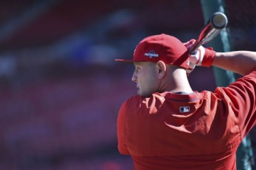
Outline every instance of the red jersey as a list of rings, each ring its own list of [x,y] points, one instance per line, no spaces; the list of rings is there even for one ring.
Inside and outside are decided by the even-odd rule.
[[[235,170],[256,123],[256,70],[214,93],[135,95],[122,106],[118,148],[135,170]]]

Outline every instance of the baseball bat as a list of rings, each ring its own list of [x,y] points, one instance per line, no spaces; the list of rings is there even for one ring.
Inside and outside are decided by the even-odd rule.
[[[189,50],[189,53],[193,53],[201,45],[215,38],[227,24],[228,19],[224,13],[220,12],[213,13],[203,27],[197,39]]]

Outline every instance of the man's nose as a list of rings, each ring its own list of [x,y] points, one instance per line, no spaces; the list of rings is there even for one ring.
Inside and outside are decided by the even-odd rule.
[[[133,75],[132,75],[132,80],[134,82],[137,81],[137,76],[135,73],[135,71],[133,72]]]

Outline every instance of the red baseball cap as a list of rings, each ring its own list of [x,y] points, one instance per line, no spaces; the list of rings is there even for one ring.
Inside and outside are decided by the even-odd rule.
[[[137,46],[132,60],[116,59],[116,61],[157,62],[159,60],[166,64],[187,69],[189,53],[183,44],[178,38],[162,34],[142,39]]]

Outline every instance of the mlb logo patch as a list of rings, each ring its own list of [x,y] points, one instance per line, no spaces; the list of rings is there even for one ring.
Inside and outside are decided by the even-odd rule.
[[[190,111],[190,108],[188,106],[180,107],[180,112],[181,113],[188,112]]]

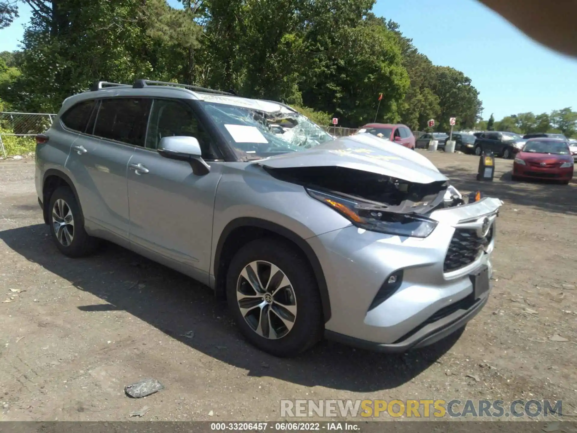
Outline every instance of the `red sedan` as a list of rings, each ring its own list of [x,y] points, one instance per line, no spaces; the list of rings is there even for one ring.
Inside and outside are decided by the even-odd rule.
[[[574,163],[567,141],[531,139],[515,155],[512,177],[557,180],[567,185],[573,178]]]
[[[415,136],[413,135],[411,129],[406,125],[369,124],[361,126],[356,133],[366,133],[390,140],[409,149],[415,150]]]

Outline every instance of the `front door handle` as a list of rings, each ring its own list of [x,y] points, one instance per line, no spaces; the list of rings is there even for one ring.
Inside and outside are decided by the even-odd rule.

Problem statement: All records should be output exactly, with the pictures left out.

Solution to the exercise:
Outline every instance of the red jersey as a list of rings, each ring its own list of [x,y] points, one instance per line, no spaces; the list of rings is there even for one ring.
Inside and outside are decided by the even-odd rule.
[[[235,170],[256,123],[256,70],[214,93],[135,95],[122,106],[118,148],[135,170]]]

Outline every instance of the baseball bat as a list of rings, each ring its own list of [x,y] points, one instance per line, no spaces; the list of rings is there even for one ring.
Inside and outside are decided by the even-odd rule.
[[[189,50],[189,53],[193,53],[201,45],[215,38],[227,24],[228,19],[224,13],[220,12],[213,13],[203,27],[197,39]]]

Outline every instance of the man's nose as a list of rings, each ring its own list of [x,y] points, one instance per line, no spaces; the list of rings is there even for one ring.
Inside and outside are decided by the even-odd rule.
[[[133,75],[132,75],[132,80],[134,82],[137,81],[137,76],[135,73],[135,71],[133,72]]]

Outline every instance of the red baseball cap as a list of rings, each ring its own list of [x,y] points, one instance per line, no spaces; the list of rings is there even for one ring.
Inside and outside are decided by the even-odd rule.
[[[137,46],[132,60],[116,59],[116,61],[157,62],[159,60],[166,64],[187,69],[189,53],[183,44],[178,38],[162,34],[142,39]]]

Outline every instance of the mlb logo patch as a list of rings, each ring its own list of [x,y] points, one instance per line, no spaces; the list of rings is there even for one ring.
Inside and outside are decided by the even-odd rule.
[[[190,111],[190,108],[188,106],[180,107],[180,112],[181,113],[188,112]]]

Outline every instance of the `red sedan` as a list of rings, each ring its own list of [x,y] points, one instance per line, no spaces; the list of rings is there even for one ring.
Inside and outside are decided by the even-odd rule.
[[[574,163],[567,141],[531,139],[515,155],[512,177],[557,180],[567,185],[573,178]]]
[[[415,136],[413,135],[411,129],[406,125],[369,124],[361,126],[356,133],[366,133],[390,140],[409,149],[415,150]]]

Outline every instance of the `front door handle` as a list of rings, each ring its own list of [x,y] points, one instance per line, no spaces; the list of rings is there even for one ring.
Inside and outside are decided by the even-odd rule.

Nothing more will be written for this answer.